■ What to produce
Locate every line in the entries below that contains the string "railing", and copy each such line in full. The match is case-sensitive.

───── Dataset entries

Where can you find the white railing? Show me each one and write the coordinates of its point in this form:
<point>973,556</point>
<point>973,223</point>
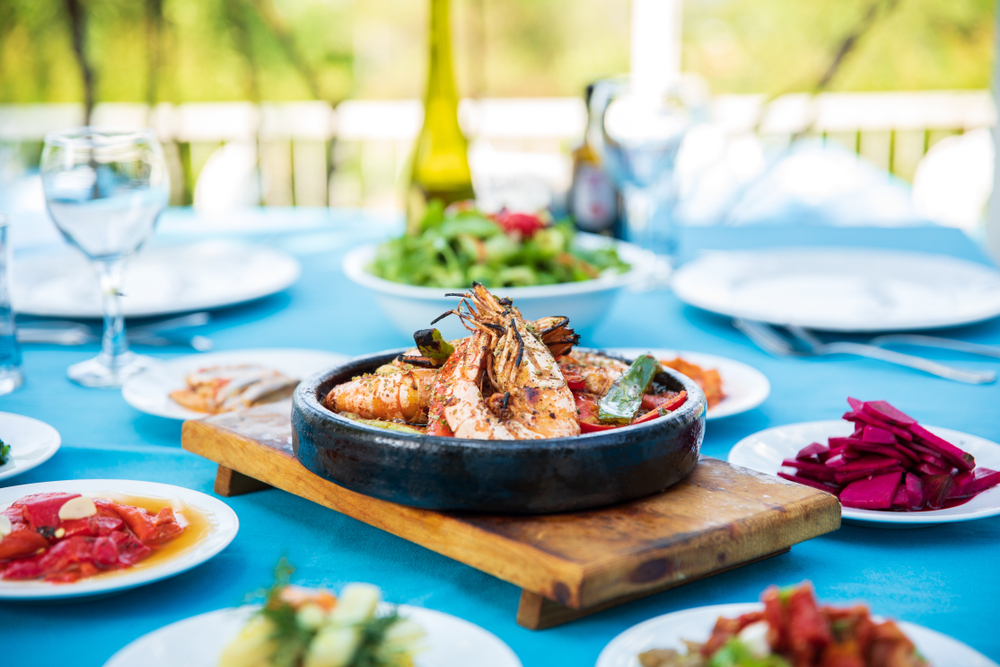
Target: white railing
<point>307,153</point>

──────────

■ Answer to this exercise
Where can you find the white railing? Show me each one and write the coordinates of its point in this form:
Target: white railing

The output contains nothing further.